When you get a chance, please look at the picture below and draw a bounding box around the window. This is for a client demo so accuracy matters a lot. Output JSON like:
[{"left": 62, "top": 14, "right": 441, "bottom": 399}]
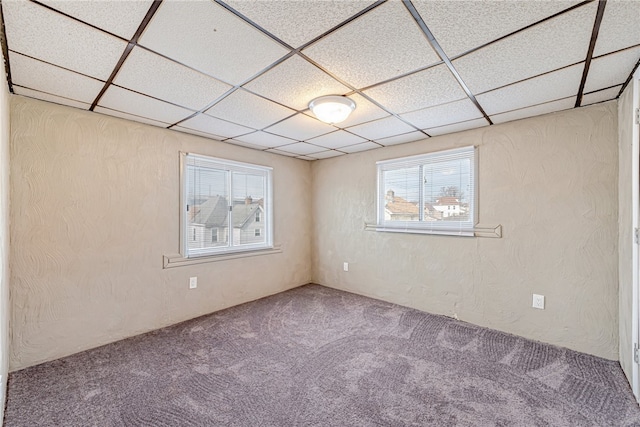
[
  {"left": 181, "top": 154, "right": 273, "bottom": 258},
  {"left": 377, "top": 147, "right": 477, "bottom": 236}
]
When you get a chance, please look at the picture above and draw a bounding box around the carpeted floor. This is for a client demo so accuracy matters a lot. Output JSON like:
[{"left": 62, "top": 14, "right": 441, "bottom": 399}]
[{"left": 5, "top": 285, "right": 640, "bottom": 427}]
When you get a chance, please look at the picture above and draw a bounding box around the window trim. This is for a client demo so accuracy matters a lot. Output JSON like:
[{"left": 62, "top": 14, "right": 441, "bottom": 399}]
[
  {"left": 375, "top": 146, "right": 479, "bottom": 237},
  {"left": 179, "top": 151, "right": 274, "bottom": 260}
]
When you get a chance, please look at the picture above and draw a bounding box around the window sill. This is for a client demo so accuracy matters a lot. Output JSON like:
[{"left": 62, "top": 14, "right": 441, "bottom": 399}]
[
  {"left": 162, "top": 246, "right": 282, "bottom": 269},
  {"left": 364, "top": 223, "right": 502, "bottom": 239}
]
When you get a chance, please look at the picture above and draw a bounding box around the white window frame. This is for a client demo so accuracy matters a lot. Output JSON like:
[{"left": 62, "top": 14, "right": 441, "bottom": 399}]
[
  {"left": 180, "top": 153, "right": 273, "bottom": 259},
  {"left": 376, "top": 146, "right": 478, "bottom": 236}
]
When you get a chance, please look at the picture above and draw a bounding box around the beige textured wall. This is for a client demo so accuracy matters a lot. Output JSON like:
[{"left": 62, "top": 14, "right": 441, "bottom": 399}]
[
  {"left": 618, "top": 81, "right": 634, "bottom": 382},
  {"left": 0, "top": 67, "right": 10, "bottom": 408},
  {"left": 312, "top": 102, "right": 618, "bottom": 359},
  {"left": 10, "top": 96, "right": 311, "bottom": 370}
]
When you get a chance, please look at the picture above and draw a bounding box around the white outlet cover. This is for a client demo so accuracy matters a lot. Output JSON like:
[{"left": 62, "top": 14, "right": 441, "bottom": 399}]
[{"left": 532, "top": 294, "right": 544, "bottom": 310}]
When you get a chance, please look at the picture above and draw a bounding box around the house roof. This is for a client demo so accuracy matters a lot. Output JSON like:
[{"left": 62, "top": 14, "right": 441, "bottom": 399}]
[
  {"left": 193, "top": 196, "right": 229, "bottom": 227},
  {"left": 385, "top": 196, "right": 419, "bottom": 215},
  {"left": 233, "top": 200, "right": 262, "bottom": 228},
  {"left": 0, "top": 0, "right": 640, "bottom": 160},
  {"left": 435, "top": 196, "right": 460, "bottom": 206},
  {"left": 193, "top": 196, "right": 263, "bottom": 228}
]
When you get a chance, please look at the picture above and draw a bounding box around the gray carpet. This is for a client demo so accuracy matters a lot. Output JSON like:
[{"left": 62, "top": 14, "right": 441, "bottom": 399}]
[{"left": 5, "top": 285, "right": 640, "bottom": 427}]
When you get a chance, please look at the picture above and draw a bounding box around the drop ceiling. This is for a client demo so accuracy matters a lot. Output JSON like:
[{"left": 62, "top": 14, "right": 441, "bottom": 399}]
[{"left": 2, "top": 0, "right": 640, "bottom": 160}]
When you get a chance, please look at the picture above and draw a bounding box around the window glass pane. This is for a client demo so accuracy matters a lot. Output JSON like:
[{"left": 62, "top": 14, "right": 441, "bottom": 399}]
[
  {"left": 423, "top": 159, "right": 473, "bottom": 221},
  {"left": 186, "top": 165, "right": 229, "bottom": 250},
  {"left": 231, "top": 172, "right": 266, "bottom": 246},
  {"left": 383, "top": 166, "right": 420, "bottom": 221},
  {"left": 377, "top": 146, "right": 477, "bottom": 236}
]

────

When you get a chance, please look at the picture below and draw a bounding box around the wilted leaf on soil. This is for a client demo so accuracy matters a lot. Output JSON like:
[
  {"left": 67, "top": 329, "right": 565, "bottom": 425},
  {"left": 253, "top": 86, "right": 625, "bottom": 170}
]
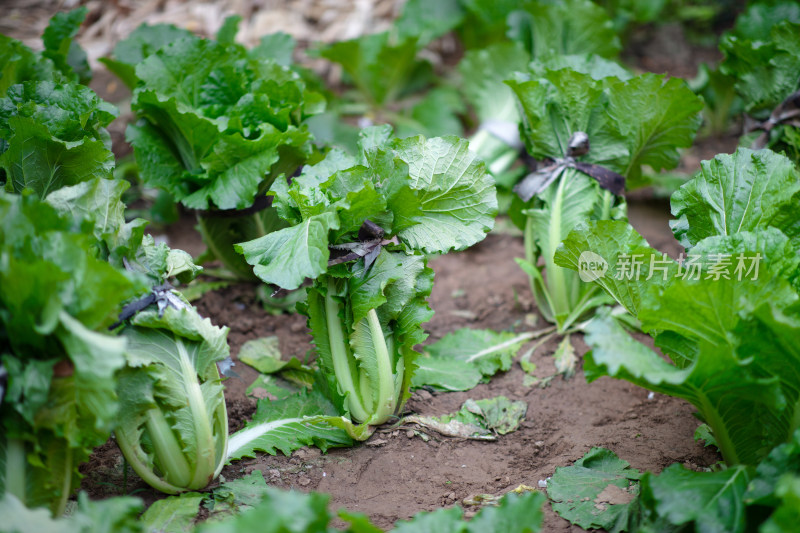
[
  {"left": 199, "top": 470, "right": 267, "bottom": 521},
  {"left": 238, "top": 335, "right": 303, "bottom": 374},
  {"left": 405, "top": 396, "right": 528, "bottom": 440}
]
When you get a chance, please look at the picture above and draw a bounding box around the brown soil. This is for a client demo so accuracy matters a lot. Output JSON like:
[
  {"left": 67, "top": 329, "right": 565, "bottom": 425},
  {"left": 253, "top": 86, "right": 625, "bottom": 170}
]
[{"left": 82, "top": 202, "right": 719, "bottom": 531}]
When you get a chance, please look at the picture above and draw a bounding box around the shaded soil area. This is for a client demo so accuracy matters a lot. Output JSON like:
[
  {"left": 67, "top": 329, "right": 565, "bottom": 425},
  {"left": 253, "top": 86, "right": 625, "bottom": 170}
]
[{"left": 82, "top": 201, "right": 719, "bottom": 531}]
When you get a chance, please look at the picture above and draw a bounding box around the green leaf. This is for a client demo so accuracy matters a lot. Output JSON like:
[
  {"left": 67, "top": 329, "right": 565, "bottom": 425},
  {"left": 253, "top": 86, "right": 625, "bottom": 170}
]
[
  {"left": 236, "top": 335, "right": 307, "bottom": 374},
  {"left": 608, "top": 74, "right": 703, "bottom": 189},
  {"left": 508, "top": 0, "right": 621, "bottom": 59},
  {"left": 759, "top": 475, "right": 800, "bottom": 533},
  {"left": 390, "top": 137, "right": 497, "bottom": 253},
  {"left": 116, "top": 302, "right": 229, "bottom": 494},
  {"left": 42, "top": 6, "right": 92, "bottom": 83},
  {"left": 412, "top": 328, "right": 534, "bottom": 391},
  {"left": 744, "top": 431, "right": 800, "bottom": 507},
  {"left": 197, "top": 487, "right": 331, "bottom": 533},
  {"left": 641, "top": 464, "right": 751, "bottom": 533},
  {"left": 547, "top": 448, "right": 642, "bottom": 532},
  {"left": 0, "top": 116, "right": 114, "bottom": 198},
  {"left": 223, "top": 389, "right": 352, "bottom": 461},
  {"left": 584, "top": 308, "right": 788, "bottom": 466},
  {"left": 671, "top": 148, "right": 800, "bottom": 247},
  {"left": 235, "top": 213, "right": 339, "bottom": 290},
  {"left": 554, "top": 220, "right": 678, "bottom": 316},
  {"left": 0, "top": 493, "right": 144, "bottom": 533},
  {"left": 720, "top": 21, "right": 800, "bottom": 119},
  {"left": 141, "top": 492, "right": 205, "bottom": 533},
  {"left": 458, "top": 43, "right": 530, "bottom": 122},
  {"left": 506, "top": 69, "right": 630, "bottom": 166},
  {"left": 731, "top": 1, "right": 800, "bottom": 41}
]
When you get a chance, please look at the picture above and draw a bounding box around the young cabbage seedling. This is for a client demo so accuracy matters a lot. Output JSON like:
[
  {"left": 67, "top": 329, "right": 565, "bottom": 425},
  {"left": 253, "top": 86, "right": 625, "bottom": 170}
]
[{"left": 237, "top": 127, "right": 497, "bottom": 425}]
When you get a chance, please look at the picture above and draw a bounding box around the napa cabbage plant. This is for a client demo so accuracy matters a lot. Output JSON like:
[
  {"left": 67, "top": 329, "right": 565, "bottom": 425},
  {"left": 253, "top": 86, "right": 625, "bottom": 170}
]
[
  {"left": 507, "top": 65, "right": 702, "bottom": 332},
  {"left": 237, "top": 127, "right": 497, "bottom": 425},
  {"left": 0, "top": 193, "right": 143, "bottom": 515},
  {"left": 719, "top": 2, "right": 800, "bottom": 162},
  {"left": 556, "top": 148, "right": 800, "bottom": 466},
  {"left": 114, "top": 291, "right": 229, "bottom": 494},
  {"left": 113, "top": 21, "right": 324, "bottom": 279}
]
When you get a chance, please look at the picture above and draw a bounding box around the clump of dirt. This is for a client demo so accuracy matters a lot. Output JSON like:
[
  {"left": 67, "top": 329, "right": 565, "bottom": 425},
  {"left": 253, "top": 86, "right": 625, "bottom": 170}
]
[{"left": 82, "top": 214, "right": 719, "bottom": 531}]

────

• _DESCRIPTION OF THE TASK_:
Gather every line of the entries above that contains the word "cabbage". Case counts.

• _RESPONSE_:
When you get a chance, please look at the picture above and draw a bounding box around the young cabbage seedling. This is for a client demo so accuracy matters a lot. Output JSON like:
When you get a chance, please look at the picture above and draw a bounding box around the napa cabbage plant. This is for a client demo so accuracy matters a lot. Output JSON like:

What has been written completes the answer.